Предоставленный текст —
★ ★ ★
Мне всегда казалось, что скорбь ощущаешь как печаль, не разбавленную другими чувствами. Образы чужой скорби я почерпнула из учебы в художественной школе: например, видела на портретах женщин, оплакивающих кого-то. Их головы склонены, лица закрыты руками, они рыдают, озаренные свечами. Но опережающее горе, как я с удивлением обнаружила, требовало других визуальных образов, более бдительной позы. Я была обязана либо оставаться на ногах, либо сидеть не спуская глаз со всех сторон света одновременно. Словно те женщины в Северной Америке в XIX веке, которые – если верить легендам – вышагивали взад-вперед по обнесенным перилами помостам на крышах прибрежных домов, высматривая, не возвращается ли в порт судно; потому-то эти вышки прозвали «вдовьими балконами». Я была дозорным – высматривала на горизонте, с любого румба роковую тучу.
★ ★ ★
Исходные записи
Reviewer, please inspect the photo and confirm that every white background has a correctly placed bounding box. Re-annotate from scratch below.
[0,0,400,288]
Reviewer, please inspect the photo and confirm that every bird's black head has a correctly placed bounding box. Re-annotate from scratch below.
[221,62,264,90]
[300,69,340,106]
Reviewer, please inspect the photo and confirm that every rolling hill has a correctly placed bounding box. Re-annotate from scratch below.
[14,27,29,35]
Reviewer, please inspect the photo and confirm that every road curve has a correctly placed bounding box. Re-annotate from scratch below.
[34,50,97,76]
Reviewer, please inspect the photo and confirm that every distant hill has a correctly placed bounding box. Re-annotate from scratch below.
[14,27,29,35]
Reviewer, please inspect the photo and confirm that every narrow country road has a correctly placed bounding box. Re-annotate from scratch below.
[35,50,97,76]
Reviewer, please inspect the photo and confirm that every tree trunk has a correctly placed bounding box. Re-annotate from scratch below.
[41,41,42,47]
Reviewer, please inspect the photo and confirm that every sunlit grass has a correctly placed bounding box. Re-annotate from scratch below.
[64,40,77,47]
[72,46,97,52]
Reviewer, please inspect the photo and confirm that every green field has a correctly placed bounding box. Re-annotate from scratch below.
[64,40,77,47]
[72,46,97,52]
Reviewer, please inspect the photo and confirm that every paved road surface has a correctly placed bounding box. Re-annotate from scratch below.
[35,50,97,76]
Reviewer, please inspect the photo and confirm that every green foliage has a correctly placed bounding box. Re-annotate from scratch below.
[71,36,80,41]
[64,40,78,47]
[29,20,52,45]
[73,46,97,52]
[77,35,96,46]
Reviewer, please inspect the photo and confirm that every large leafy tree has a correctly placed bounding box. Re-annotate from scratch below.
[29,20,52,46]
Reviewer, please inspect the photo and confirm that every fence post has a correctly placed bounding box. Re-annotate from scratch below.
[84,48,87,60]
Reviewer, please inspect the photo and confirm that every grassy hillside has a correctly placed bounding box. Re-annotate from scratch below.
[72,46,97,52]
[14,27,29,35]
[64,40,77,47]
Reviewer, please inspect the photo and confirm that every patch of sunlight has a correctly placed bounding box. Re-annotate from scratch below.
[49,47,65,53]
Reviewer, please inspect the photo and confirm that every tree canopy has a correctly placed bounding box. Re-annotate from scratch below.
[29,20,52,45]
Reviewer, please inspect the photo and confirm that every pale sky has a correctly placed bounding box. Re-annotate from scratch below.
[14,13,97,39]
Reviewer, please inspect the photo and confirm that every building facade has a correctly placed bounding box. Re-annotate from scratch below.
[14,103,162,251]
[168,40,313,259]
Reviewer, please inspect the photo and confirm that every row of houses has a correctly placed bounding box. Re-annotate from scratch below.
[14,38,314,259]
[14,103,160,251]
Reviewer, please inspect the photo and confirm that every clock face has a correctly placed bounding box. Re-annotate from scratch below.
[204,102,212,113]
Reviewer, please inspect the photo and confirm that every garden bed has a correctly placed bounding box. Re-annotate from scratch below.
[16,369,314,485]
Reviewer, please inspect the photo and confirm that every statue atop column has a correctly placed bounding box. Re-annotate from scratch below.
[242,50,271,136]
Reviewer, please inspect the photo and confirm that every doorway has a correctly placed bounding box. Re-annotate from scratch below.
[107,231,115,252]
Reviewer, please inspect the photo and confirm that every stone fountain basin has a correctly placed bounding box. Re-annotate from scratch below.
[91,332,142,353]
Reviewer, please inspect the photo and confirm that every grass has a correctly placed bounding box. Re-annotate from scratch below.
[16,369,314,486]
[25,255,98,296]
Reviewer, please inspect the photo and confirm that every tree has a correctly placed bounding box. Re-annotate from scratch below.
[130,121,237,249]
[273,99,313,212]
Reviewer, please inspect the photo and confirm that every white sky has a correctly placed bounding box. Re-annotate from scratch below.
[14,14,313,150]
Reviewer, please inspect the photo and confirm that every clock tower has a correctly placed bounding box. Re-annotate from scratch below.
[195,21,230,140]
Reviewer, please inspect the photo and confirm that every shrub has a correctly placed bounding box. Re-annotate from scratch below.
★ ★ ★
Цель упражнения — Перепишите дословно фрагмент текста о скорби, начиная со слов «Мне всегда казалось, что» и продолжая вплоть до слов «румба роковую тучу.».

Решение задачи —
Мне всегда казалось, что скорбь ощущаешь как печаль, не разбавленную другими чувствами. Образы чужой скорби я почерпнула из учебы в художественной школе: например, видела на портретах женщин, оплакивающих кого-то. Их головы склонены, лица закрыты руками, они рыдают, озаренные свечами. Но опережающее горе, как я с удивлением обнаружила, требовало других визуальных образов, более бдительной позы. Я была обязана либо оставаться на ногах, либо сидеть не спуская глаз со всех сторон света одновременно. Словно те женщины в Северной Америке в XIX веке, которые – если верить легендам – вышагивали взад-вперед по обнесенным перилами помостам на крышах прибрежных домов, высматривая, не возвращается ли в порт судно; потому-то эти вышки прозвали «вдовьими балконами». Я была дозорным – высматривала на горизонте, с любого румба роковую тучу.